_Extract provided_
◇ ◇ ◇ ◇ ◇
During that time, however, the case had sucked in a number of other companies as well as industry bloggers. When Verisign published its exhibits list for the upcoming trial, it was clear that the company had gone through almost every email sent and received by .xyz CEO David Negari over the internet extension.

Negari was not pleased about tactics seemingly designed to undermine and embarrass him. A significant number of documents in the case have also been placed under seal, suggesting that they contain significant amounts of commercially valuable material.

The case did manage to shed some light on the tactics used in the increasingly competitive domain name market. The .xyz registry shot to fame when it managed to register nearly 500,000 domains in its first two months of launch, at a time when its competitors were barely managing 10,000.

It soon became clear that the vast majority of those registrations were through an agreement struck by .xyz and domain registrar Network Solutions that saw Network Solutions' customers given the .xyz equivalent of their existing domains automatically and for free. Customers had to actively click on a link and decline to be given the name.
◇ ◇ ◇ ◇ ◇
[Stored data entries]
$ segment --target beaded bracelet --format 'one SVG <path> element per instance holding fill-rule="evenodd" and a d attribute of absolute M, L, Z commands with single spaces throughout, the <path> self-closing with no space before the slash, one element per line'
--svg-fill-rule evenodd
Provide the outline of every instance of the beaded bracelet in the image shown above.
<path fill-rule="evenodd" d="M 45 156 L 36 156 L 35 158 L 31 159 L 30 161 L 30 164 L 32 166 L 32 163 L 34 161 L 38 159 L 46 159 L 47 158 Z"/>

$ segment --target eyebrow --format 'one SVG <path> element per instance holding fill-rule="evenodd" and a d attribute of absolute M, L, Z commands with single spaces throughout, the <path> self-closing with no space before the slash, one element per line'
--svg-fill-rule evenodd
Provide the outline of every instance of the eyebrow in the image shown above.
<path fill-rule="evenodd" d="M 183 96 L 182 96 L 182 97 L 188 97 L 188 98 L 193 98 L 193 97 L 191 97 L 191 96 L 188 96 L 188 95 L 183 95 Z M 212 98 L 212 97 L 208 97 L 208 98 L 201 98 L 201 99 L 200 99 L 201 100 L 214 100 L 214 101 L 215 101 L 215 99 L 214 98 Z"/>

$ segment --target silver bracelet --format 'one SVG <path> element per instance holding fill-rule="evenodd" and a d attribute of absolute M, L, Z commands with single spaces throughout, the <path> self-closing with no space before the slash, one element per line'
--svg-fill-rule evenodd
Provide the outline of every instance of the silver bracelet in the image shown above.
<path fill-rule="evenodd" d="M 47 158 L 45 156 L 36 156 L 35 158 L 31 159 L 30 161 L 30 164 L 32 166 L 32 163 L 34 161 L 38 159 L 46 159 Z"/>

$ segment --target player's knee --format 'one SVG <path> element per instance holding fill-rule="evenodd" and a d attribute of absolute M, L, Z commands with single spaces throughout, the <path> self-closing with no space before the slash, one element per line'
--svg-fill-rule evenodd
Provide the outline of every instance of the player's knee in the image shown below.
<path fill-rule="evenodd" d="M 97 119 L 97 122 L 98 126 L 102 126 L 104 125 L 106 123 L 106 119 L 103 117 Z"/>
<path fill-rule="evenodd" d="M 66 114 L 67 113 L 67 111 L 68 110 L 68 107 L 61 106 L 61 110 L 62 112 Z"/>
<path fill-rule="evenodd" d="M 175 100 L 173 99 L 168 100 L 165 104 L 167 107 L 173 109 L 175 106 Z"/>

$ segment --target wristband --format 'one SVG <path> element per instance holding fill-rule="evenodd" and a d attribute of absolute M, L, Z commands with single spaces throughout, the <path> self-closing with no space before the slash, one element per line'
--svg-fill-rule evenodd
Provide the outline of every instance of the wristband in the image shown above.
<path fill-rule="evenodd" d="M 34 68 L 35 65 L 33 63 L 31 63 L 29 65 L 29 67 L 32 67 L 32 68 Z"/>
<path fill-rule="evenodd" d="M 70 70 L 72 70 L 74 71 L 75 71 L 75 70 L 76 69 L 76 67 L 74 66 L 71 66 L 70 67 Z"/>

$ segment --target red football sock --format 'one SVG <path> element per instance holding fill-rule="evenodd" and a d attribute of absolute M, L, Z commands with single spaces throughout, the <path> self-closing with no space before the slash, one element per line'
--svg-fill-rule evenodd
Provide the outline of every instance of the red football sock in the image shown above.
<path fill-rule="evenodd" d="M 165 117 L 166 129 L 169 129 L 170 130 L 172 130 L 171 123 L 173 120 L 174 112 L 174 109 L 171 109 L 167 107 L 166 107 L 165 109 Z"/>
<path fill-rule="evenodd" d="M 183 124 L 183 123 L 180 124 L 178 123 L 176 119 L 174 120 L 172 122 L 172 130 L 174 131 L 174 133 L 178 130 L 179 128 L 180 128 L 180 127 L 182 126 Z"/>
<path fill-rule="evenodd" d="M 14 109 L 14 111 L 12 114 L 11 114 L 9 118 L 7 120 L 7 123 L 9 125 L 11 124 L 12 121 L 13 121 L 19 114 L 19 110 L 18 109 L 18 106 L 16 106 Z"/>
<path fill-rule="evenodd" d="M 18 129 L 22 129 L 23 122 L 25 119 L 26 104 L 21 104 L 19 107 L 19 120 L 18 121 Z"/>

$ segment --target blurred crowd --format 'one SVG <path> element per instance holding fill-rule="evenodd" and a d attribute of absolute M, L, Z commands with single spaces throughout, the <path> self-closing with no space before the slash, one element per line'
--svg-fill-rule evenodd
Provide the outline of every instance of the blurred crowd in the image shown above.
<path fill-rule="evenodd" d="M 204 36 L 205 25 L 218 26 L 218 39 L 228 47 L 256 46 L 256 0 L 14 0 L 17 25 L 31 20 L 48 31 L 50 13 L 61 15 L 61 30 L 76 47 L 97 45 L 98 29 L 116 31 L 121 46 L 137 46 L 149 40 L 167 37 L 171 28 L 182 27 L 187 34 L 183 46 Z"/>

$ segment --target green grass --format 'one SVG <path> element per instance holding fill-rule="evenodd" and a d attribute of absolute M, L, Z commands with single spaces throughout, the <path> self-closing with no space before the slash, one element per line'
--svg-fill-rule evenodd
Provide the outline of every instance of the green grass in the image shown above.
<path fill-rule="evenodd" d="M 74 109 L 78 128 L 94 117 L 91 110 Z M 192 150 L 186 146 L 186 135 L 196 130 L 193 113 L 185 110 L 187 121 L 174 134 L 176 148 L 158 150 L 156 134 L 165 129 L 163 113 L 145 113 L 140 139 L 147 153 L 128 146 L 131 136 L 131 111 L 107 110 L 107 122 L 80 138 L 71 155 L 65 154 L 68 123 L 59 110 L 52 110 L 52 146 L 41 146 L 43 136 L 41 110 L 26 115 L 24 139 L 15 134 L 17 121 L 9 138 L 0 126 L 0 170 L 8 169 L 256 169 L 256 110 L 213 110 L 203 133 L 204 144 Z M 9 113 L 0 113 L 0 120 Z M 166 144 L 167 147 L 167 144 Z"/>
◇ ◇ ◇ ◇ ◇
_Set tasks_
- 1) According to the domain name dispute extract, roughly how many domains did the .xyz registry register in its first two months after launch?
- 2) Extend the domain name dispute extract, picking up after its final sentence.

_Answer set_
- 1) Nearly 500,000 domains.

- 2)
Negari then used the resulting high registration figures to promote the .xyz registry as a competitor to .com domains while being less-than-completely-truthful about the arrangement he had reached. While he claimed not to have direct hand in the decision to provide free domains, the Verisign lawsuit subsequently revealed a $3 million advertising agreement between the two companies. Negari is thought to have reached similar deals with a number of other registrars.

Success

Incredibly, however, that tactic seems to have worked. The .xyz registry remains the largest of the "new" internet extensions that have launched in the past year and it now boasts 1.2 million registrations, the majority of which are paid for.

The company has also made, or raised, sufficient funds to buy the rights to more new extensions, including .security, .theatre, and .protection – something that in turn prompted a second lawsuit from Verisign after it was dropped as the back-end operator and replaced with competitor CentralNic.

And .xyz will shortly launch a number of car-themed internet extensions (car, cars, and auto) whose pricing will start at the eye-watering figure of $45,000 each, going down rapidly to $2,000: a figure that is still more than 200 times higher than the average .com domain.

Few thought that the Verisign lawsuit had much merit. It was, after all, built around a YouTube ad that depicted .com domains as a beaten-up Honda Accord and .xyz domains as an Audi R8 Spyder. Even after all the interest in the case, more than a year later, it has only managed just over 50,000 views. But the registry giant was clearly prepared to lawyer the lawsuit to death, and cost the young upstart as much money as it possibly could to defend itself.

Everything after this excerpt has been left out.